* begin *

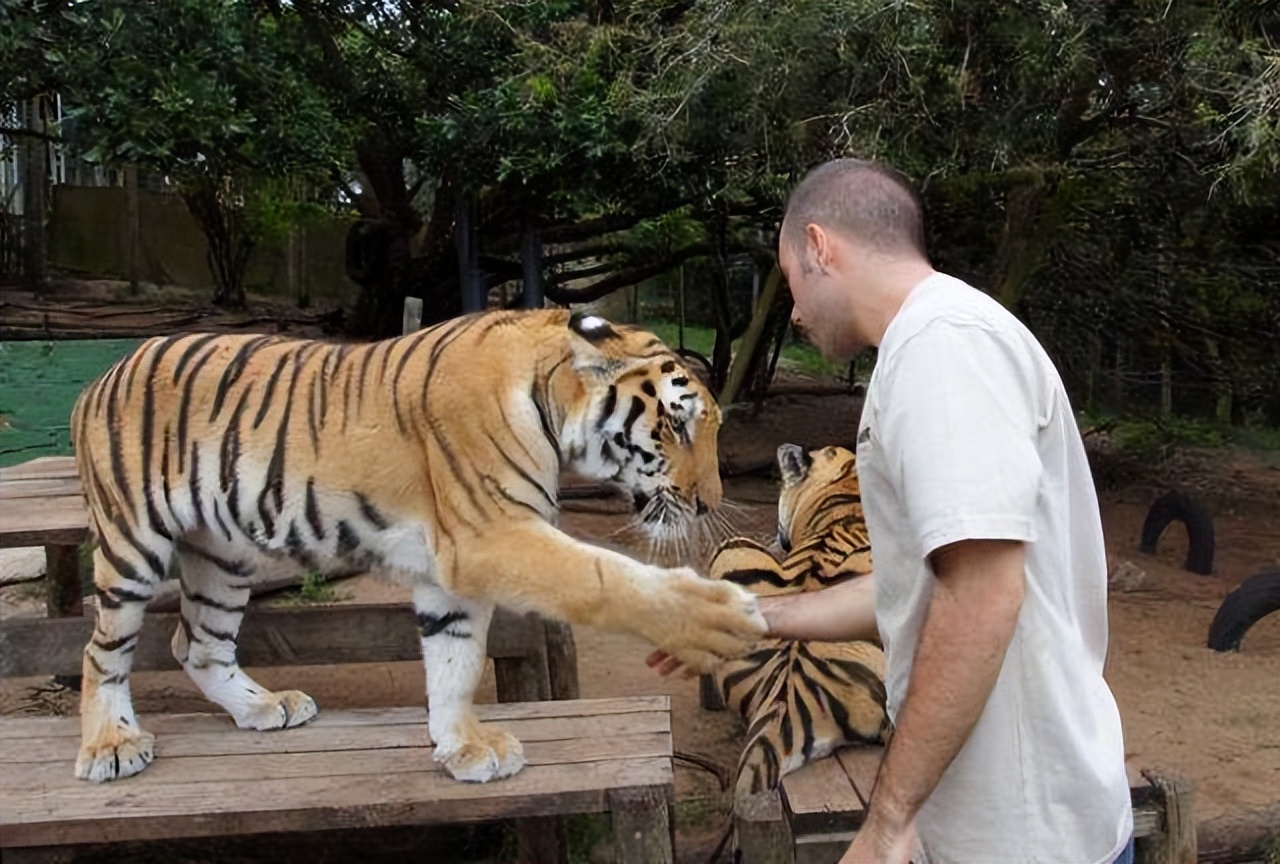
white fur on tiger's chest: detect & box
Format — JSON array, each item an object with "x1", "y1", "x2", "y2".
[{"x1": 365, "y1": 522, "x2": 435, "y2": 582}]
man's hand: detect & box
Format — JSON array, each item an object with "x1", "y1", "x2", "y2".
[
  {"x1": 645, "y1": 573, "x2": 879, "y2": 677},
  {"x1": 840, "y1": 824, "x2": 916, "y2": 864}
]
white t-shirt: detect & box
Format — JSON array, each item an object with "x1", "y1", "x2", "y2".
[{"x1": 858, "y1": 274, "x2": 1133, "y2": 864}]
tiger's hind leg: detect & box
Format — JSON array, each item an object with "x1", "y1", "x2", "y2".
[
  {"x1": 413, "y1": 585, "x2": 525, "y2": 783},
  {"x1": 76, "y1": 535, "x2": 173, "y2": 782},
  {"x1": 173, "y1": 543, "x2": 316, "y2": 730}
]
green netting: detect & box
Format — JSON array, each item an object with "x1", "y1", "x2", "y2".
[{"x1": 0, "y1": 339, "x2": 142, "y2": 466}]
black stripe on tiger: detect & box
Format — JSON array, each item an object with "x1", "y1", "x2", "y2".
[
  {"x1": 417, "y1": 609, "x2": 471, "y2": 639},
  {"x1": 174, "y1": 334, "x2": 218, "y2": 474},
  {"x1": 209, "y1": 335, "x2": 271, "y2": 424}
]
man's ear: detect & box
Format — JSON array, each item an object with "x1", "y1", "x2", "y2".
[
  {"x1": 568, "y1": 312, "x2": 622, "y2": 378},
  {"x1": 803, "y1": 223, "x2": 836, "y2": 273},
  {"x1": 778, "y1": 444, "x2": 809, "y2": 486}
]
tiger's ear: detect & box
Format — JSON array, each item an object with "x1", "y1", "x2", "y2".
[
  {"x1": 778, "y1": 444, "x2": 809, "y2": 486},
  {"x1": 568, "y1": 312, "x2": 622, "y2": 378},
  {"x1": 568, "y1": 311, "x2": 618, "y2": 344}
]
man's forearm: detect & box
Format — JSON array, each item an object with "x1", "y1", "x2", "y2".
[
  {"x1": 867, "y1": 541, "x2": 1024, "y2": 835},
  {"x1": 760, "y1": 573, "x2": 879, "y2": 643}
]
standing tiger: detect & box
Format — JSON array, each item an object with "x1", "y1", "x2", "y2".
[
  {"x1": 710, "y1": 444, "x2": 888, "y2": 799},
  {"x1": 72, "y1": 310, "x2": 764, "y2": 782}
]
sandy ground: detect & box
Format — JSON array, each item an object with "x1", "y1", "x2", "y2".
[{"x1": 0, "y1": 381, "x2": 1280, "y2": 861}]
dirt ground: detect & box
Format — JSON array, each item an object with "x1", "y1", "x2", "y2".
[{"x1": 0, "y1": 289, "x2": 1280, "y2": 863}]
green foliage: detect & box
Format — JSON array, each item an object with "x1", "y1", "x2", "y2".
[{"x1": 0, "y1": 0, "x2": 1280, "y2": 414}]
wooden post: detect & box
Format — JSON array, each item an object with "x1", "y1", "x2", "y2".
[
  {"x1": 733, "y1": 790, "x2": 795, "y2": 864},
  {"x1": 20, "y1": 96, "x2": 49, "y2": 291},
  {"x1": 520, "y1": 225, "x2": 544, "y2": 308},
  {"x1": 698, "y1": 675, "x2": 727, "y2": 710},
  {"x1": 45, "y1": 547, "x2": 84, "y2": 690},
  {"x1": 124, "y1": 165, "x2": 142, "y2": 294},
  {"x1": 719, "y1": 265, "x2": 782, "y2": 404},
  {"x1": 543, "y1": 621, "x2": 579, "y2": 699},
  {"x1": 607, "y1": 787, "x2": 675, "y2": 864},
  {"x1": 401, "y1": 297, "x2": 422, "y2": 335},
  {"x1": 493, "y1": 612, "x2": 568, "y2": 864},
  {"x1": 453, "y1": 192, "x2": 486, "y2": 314},
  {"x1": 1134, "y1": 771, "x2": 1199, "y2": 864},
  {"x1": 45, "y1": 547, "x2": 84, "y2": 618}
]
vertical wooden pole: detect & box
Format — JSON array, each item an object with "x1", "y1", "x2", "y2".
[
  {"x1": 22, "y1": 96, "x2": 49, "y2": 291},
  {"x1": 454, "y1": 192, "x2": 486, "y2": 314},
  {"x1": 1134, "y1": 771, "x2": 1199, "y2": 864},
  {"x1": 607, "y1": 786, "x2": 675, "y2": 864},
  {"x1": 520, "y1": 225, "x2": 544, "y2": 308},
  {"x1": 401, "y1": 297, "x2": 422, "y2": 335},
  {"x1": 733, "y1": 790, "x2": 795, "y2": 864}
]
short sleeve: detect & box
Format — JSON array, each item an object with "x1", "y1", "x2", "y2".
[{"x1": 877, "y1": 321, "x2": 1042, "y2": 557}]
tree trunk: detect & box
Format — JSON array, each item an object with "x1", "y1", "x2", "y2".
[
  {"x1": 719, "y1": 268, "x2": 782, "y2": 406},
  {"x1": 22, "y1": 97, "x2": 49, "y2": 291},
  {"x1": 182, "y1": 175, "x2": 255, "y2": 308}
]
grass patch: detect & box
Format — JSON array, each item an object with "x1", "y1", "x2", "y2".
[
  {"x1": 279, "y1": 570, "x2": 342, "y2": 605},
  {"x1": 641, "y1": 319, "x2": 849, "y2": 379}
]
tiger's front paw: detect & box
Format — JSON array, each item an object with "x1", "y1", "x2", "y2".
[
  {"x1": 234, "y1": 690, "x2": 319, "y2": 731},
  {"x1": 433, "y1": 723, "x2": 525, "y2": 783},
  {"x1": 76, "y1": 723, "x2": 156, "y2": 783},
  {"x1": 646, "y1": 567, "x2": 768, "y2": 676}
]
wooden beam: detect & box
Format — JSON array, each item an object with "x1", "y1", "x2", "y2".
[
  {"x1": 718, "y1": 266, "x2": 782, "y2": 406},
  {"x1": 0, "y1": 603, "x2": 545, "y2": 678}
]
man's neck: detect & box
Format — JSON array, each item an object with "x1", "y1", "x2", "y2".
[{"x1": 863, "y1": 259, "x2": 934, "y2": 348}]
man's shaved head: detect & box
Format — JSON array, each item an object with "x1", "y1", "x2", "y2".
[{"x1": 782, "y1": 159, "x2": 928, "y2": 260}]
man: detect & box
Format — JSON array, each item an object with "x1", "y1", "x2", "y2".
[{"x1": 650, "y1": 159, "x2": 1133, "y2": 864}]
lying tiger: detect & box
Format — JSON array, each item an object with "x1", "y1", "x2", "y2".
[
  {"x1": 710, "y1": 444, "x2": 888, "y2": 799},
  {"x1": 70, "y1": 310, "x2": 764, "y2": 781}
]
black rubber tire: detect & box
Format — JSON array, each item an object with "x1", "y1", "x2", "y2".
[
  {"x1": 1138, "y1": 490, "x2": 1213, "y2": 576},
  {"x1": 343, "y1": 219, "x2": 390, "y2": 285},
  {"x1": 1208, "y1": 564, "x2": 1280, "y2": 652}
]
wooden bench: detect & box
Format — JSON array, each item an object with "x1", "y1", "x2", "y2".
[
  {"x1": 0, "y1": 457, "x2": 579, "y2": 861},
  {"x1": 0, "y1": 696, "x2": 675, "y2": 864},
  {"x1": 733, "y1": 748, "x2": 1197, "y2": 864}
]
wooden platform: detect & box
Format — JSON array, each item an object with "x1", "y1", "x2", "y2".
[
  {"x1": 733, "y1": 748, "x2": 1196, "y2": 864},
  {"x1": 0, "y1": 696, "x2": 675, "y2": 861}
]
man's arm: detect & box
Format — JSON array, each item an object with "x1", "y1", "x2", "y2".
[
  {"x1": 841, "y1": 540, "x2": 1025, "y2": 864},
  {"x1": 645, "y1": 573, "x2": 881, "y2": 676},
  {"x1": 760, "y1": 573, "x2": 881, "y2": 643}
]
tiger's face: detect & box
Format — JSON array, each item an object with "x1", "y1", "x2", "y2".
[
  {"x1": 567, "y1": 315, "x2": 722, "y2": 544},
  {"x1": 778, "y1": 444, "x2": 861, "y2": 553}
]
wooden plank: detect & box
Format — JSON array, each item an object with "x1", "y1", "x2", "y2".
[
  {"x1": 0, "y1": 495, "x2": 88, "y2": 548},
  {"x1": 835, "y1": 748, "x2": 884, "y2": 810},
  {"x1": 0, "y1": 603, "x2": 544, "y2": 677},
  {"x1": 0, "y1": 758, "x2": 673, "y2": 846},
  {"x1": 0, "y1": 477, "x2": 84, "y2": 506},
  {"x1": 0, "y1": 456, "x2": 79, "y2": 484},
  {"x1": 0, "y1": 732, "x2": 671, "y2": 804},
  {"x1": 0, "y1": 713, "x2": 660, "y2": 771},
  {"x1": 782, "y1": 756, "x2": 864, "y2": 837},
  {"x1": 795, "y1": 831, "x2": 856, "y2": 864},
  {"x1": 0, "y1": 696, "x2": 671, "y2": 746}
]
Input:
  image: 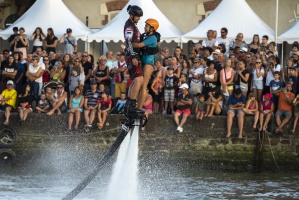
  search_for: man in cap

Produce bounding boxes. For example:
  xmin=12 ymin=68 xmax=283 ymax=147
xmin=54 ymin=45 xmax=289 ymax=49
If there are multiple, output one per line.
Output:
xmin=0 ymin=80 xmax=17 ymax=125
xmin=174 ymin=83 xmax=192 ymax=133
xmin=60 ymin=28 xmax=77 ymax=55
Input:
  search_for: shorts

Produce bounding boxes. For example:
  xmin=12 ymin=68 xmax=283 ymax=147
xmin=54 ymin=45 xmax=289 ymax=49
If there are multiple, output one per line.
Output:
xmin=252 ymin=80 xmax=264 ymax=90
xmin=114 ymin=82 xmax=127 ymax=98
xmin=175 ymin=108 xmax=191 ymax=117
xmin=227 ymin=109 xmax=245 ymax=115
xmin=164 ymin=89 xmax=174 ymax=102
xmin=275 ymin=110 xmax=292 ymax=117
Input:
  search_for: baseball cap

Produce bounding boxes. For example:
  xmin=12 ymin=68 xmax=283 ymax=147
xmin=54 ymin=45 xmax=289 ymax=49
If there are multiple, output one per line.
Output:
xmin=180 ymin=83 xmax=189 ymax=89
xmin=6 ymin=80 xmax=14 ymax=85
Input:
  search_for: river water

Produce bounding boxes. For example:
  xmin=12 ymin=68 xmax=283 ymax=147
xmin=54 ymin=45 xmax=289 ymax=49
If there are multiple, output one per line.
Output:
xmin=0 ymin=162 xmax=299 ymax=200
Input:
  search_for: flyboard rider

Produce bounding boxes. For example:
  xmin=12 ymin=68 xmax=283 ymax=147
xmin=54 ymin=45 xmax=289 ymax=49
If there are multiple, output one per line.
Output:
xmin=124 ymin=5 xmax=160 ymax=122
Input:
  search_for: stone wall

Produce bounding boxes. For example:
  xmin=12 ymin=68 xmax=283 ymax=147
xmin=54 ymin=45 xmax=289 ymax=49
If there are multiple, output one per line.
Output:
xmin=2 ymin=113 xmax=299 ymax=171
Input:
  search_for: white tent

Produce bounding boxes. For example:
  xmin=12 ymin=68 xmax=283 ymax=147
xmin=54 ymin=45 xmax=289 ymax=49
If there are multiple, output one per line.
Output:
xmin=0 ymin=0 xmax=92 ymax=40
xmin=88 ymin=0 xmax=183 ymax=42
xmin=182 ymin=0 xmax=275 ymax=43
xmin=277 ymin=21 xmax=299 ymax=44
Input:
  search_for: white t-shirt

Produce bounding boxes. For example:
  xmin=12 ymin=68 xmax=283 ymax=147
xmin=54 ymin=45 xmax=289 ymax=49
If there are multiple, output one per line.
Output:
xmin=266 ymin=64 xmax=281 ymax=86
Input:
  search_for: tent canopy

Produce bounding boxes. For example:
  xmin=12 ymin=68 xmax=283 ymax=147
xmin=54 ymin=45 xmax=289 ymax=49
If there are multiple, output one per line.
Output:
xmin=88 ymin=0 xmax=183 ymax=42
xmin=277 ymin=21 xmax=299 ymax=44
xmin=182 ymin=0 xmax=275 ymax=43
xmin=0 ymin=0 xmax=92 ymax=40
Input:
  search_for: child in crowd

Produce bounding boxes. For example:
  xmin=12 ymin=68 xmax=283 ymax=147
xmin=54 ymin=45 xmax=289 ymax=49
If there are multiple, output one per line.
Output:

* end *

WORK TO DO ->
Please show every line of the records that contains the word "ground". Case counts.

THE SOLUTION ->
sandy ground: detect & box
dirt ground: detect & box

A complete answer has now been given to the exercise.